[Your objective] All of the entries below are to be copied word for word.

══ Provided records ══

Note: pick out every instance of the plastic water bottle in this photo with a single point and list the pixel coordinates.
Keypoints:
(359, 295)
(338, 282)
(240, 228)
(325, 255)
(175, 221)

═══

[Written solution]
Note: pick out every instance of the plastic water bottle in this photo with a single point and list the pixel coordinates.
Keypoints:
(359, 295)
(338, 282)
(240, 228)
(325, 255)
(175, 221)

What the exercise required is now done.